Prayer book used by Corporal Barney Bernard Grimish during his military service in France during World War I. The prayerbook was found among Barney’s personal effects when he was killed in the Battle of Amiens, France in 1918. SJM Collection.

Barney continued to serve and move up the ranks. His Battalion was deployed to the Somme region in France, and fought in battles at Poziéres and Ypres in Flanders. He was heavily involved in the German Spring Offensive in March 1918.

Under General Monash’s command, Barney’s battalion participated in the Last Hundred Days campaign in Amiens, France, in August 1918. Whilst a crucial campaign for the war’s success, the Australian corps suffered heavy casualties. On 11 August 1918, aged 25, Barney was killed in action at Harbonnieres, France.

Memorial honour certificate commemorating the service and death of Lance Corporal Barney Grimish. This certificate was presented by the Mayor, Aldermen and citizens of North Sydney in 1919 as a ‘lasting recognition of his Noble Self-Sacrifice and Devotion to Duty’. SJM Collection.

Based on incredible luck and camaraderie, the story of the Grimish brothers’ reunion in the trenches of Gallipoli adds another layer to what we know about the personal experiences of wartime for Jewish Australian servicemen.

# TASK REQUIREMENTS:
Transcribe everything in the passage on Barney Grimish from "Barney continued to" down to "Duty’. SJM Collection.". The items after this play no part in it.

# ENTRIES PROVIDED:
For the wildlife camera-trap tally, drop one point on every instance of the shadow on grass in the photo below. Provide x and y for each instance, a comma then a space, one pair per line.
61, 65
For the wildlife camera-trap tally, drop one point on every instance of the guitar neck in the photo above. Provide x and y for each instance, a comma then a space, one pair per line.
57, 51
--
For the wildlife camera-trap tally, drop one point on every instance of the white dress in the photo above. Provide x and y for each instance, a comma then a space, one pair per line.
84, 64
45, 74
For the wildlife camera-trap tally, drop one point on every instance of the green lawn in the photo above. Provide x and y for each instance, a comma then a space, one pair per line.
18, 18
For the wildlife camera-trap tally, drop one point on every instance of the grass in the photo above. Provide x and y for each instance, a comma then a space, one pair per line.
---
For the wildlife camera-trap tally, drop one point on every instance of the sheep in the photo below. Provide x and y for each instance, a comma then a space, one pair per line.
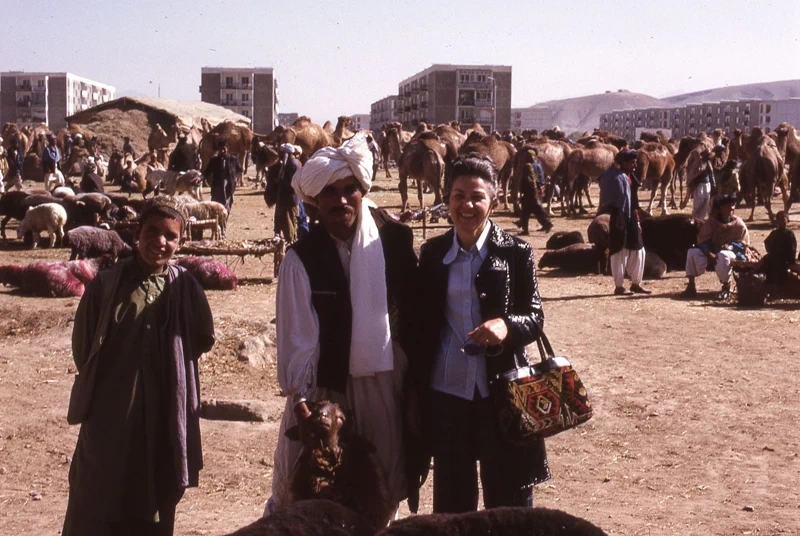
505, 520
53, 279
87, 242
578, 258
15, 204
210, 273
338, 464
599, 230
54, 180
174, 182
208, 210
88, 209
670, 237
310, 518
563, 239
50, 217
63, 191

# ANSWER TO THIS PROBLEM:
Barney continued to serve and move up the ranks. His Battalion was deployed to the Somme region in France, and fought in battles at Poziéres and Ypres in Flanders. He was heavily involved in the German Spring Offensive in March 1918.

Under General Monash’s command, Barney’s battalion participated in the Last Hundred Days campaign in Amiens, France, in August 1918. Whilst a crucial campaign for the war’s success, the Australian corps suffered heavy casualties. On 11 August 1918, aged 25, Barney was killed in action at Harbonnieres, France.

Memorial honour certificate commemorating the service and death of Lance Corporal Barney Grimish. This certificate was presented by the Mayor, Aldermen and citizens of North Sydney in 1919 as a ‘lasting recognition of his Noble Self-Sacrifice and Devotion to Duty’. SJM Collection.